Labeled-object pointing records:
_____

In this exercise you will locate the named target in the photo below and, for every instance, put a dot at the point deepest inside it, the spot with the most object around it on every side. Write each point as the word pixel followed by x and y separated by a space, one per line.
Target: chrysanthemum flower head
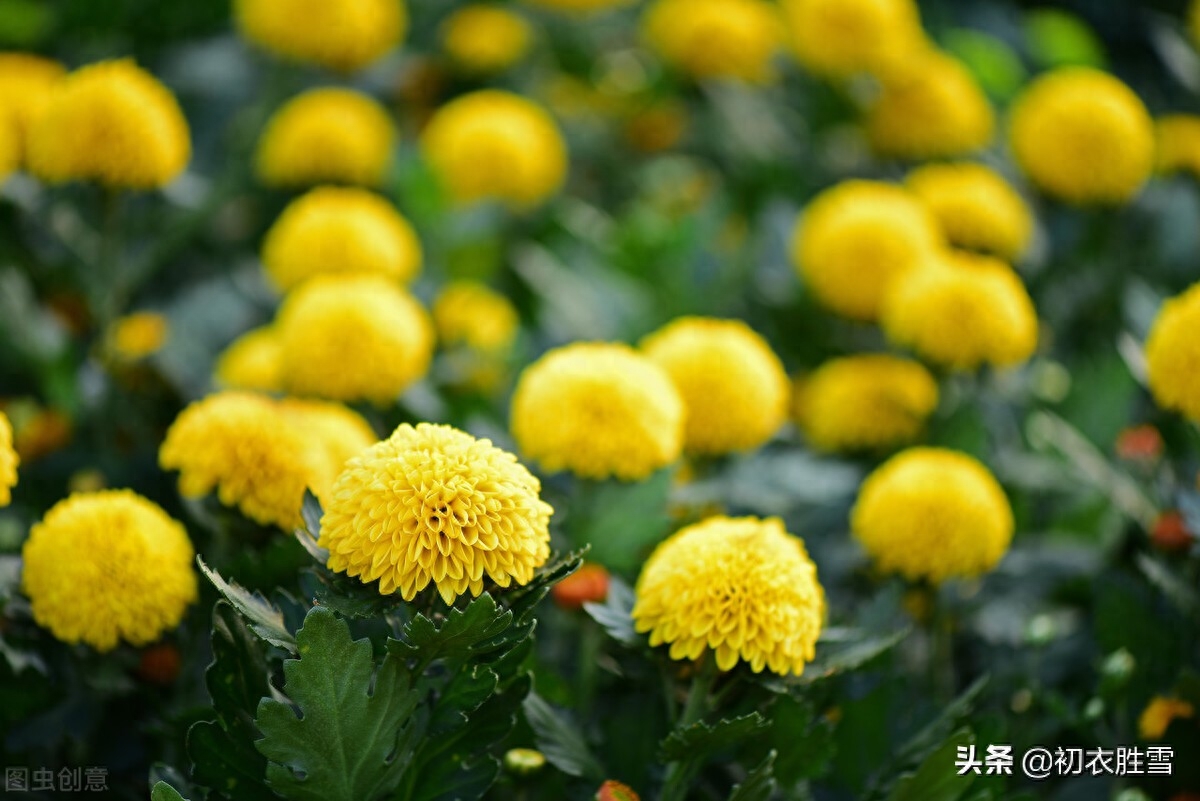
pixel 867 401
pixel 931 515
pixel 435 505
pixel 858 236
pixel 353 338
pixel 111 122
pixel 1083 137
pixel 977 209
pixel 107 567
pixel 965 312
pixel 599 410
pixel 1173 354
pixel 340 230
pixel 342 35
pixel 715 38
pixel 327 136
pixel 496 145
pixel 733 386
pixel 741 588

_____

▸ Exercise description
Reproduce the records above word for word, leaving out the picture.

▸ Exercise output
In this exercise you will locate the named target in the photo below and, for every instance, put a dot at the point deepest inside it, the spot with the most object around it on every side. Write each point as the word pixel followed by x and y separated by a space, one per line.
Target: chrysanthemum flower head
pixel 867 401
pixel 931 515
pixel 435 505
pixel 858 236
pixel 353 338
pixel 111 122
pixel 1083 137
pixel 977 209
pixel 107 567
pixel 965 312
pixel 599 410
pixel 1173 354
pixel 340 230
pixel 342 35
pixel 715 38
pixel 327 136
pixel 496 145
pixel 733 386
pixel 741 588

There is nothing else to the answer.